Researchers at Georgia State University have found that fat cells give feedback to the brain in order to regulate fat burning much the same way a thermostat regulates temperature inside a house.
With as increase in obesity threatening the health and life expectancies of people across the world, the research may help scientists better understand how weight is shed.
C. Kay Song and Tim Bartness of Georgia State, along with Gary J. Schwartz of the Albert Einstein College of Medicine, found that during the process of burning fat — called lipolysis — fat cells use sensory nerves to feed information to the brain.
Using viruses to trace communications in the nerves of Siberian hamsters, they found that the brain uses part of the nervous system used to regulate body functions, called the sympathetic nervous system, to in turn communicate back to the cells to initiate, continue or stop the fat burning depending upon the information the brain receives from the fat.
"The brain can trigger lipid burning by fat cells and through these sensory nerves, the fat cell can give the brain feedback," Bartness explained. "This is a really important concept in biology, as it can regulate the process of lipolysis much like how a thermostat regulates temperature in your house, using input from the air and output to a furnace or heating unit.

* **Brief 1**
According to the article on fat cells and the brain, which animals did the researchers use to trace communications in the nerves?
* **Brief 2**
Reproduce the portion of the article on fat cells and the brain between "With as increase" and "weight is shed.", inclusive.

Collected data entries

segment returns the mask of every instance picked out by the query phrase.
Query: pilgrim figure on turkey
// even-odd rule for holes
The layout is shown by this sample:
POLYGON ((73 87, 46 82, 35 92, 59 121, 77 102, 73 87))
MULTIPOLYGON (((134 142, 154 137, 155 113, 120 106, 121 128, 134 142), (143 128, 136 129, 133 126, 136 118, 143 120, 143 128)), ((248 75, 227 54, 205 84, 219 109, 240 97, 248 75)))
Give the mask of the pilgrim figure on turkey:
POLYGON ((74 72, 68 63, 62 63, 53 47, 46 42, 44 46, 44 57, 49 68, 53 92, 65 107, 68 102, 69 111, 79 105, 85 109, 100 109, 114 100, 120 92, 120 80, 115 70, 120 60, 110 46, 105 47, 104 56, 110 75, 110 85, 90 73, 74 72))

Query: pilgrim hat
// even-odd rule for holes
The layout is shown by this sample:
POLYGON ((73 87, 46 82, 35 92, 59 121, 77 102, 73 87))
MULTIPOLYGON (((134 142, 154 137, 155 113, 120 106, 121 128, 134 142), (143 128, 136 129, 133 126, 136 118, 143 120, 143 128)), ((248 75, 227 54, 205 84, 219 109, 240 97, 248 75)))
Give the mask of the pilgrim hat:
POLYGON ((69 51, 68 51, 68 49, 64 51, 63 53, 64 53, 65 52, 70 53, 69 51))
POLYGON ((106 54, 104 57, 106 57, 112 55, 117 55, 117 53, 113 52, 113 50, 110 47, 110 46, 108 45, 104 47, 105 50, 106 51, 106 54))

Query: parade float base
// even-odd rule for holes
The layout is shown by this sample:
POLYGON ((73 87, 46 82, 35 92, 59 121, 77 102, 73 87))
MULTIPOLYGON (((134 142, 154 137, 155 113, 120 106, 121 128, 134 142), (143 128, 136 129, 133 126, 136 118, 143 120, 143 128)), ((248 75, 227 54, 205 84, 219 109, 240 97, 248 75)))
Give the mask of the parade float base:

* **Task answer 1**
Siberian hamsters.

* **Task answer 2**
With as increase in obesity threatening the health and life expectancies of people across the world, the research may help scientists better understand how weight is shed.